### WHAT THE TASK REQUIRES:
Copy out all of the material below word for word, leaving out the pictures.

─── TASK INPUTS

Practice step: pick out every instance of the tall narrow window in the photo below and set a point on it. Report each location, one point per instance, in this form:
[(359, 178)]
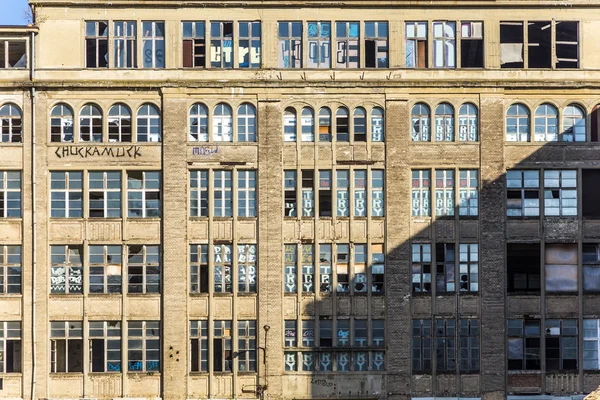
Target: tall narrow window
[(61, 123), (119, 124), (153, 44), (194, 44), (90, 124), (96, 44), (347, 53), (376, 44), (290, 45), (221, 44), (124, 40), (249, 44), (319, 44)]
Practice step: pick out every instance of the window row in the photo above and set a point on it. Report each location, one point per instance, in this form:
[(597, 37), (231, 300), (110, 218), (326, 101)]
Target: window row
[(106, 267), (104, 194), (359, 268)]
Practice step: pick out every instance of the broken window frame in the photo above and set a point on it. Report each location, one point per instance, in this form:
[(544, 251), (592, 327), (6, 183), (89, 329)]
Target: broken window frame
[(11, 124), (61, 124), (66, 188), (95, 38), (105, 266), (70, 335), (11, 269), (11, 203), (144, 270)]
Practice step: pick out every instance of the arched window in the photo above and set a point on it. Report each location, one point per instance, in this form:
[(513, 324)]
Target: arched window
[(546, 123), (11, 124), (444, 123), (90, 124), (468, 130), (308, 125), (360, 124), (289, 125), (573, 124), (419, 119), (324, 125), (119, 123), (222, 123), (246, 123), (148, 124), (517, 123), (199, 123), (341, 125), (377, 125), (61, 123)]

──────

### THE ANSWER:
Practice step: pick out every instance of the tall narrow window in the photo below and set a point on it. Report each location, one point per instance, in this form:
[(359, 178)]
Target: tall narrow window
[(61, 123), (119, 124), (153, 44), (194, 44), (90, 124), (96, 44), (347, 53), (376, 44), (290, 45), (221, 44), (124, 40), (249, 44), (319, 44)]
Practice step: pick out every instance of the window row in the photo above and set a point on it. Report each location, one point per instance, in this form:
[(597, 37), (231, 300), (110, 218), (326, 101)]
Target: window row
[(106, 267), (104, 194), (359, 268)]
Practice step: pick out every instance of the broken window frame in the photo above and set a point on it. Report each location, one point per instance, in this form:
[(544, 251), (592, 327), (6, 183), (89, 329)]
Target: broken window frame
[(11, 124), (61, 124), (66, 188), (95, 38), (105, 266), (70, 335), (11, 269), (11, 203), (144, 270)]
Practice step: pick out every instance of the arched window in the photo above and set a point on it. Report each location, one point per instance, in this form:
[(513, 324)]
Target: arched window
[(546, 123), (11, 124), (444, 123), (90, 124), (468, 130), (308, 125), (360, 124), (289, 125), (573, 124), (419, 119), (324, 125), (119, 123), (222, 123), (246, 123), (148, 124), (517, 123), (199, 123), (341, 125), (377, 125), (61, 123)]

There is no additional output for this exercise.